[Pointing entries for named objects]
——
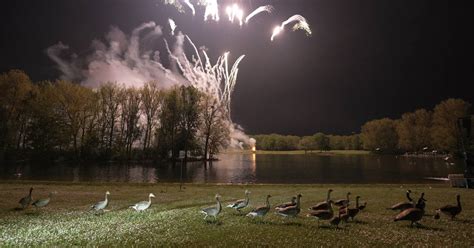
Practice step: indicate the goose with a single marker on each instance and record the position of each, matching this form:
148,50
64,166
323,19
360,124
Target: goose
——
• Written exercise
Please turn the material above into a numbered list, one item per line, skipping blank lines and leaving out the pictures.

• Response to this exercise
1. Practice step: indicate the goose with a single marker on each instance and record the position of each, matching this form:
2. 148,50
3. 64,166
4. 323,19
5. 360,124
6. Target: goose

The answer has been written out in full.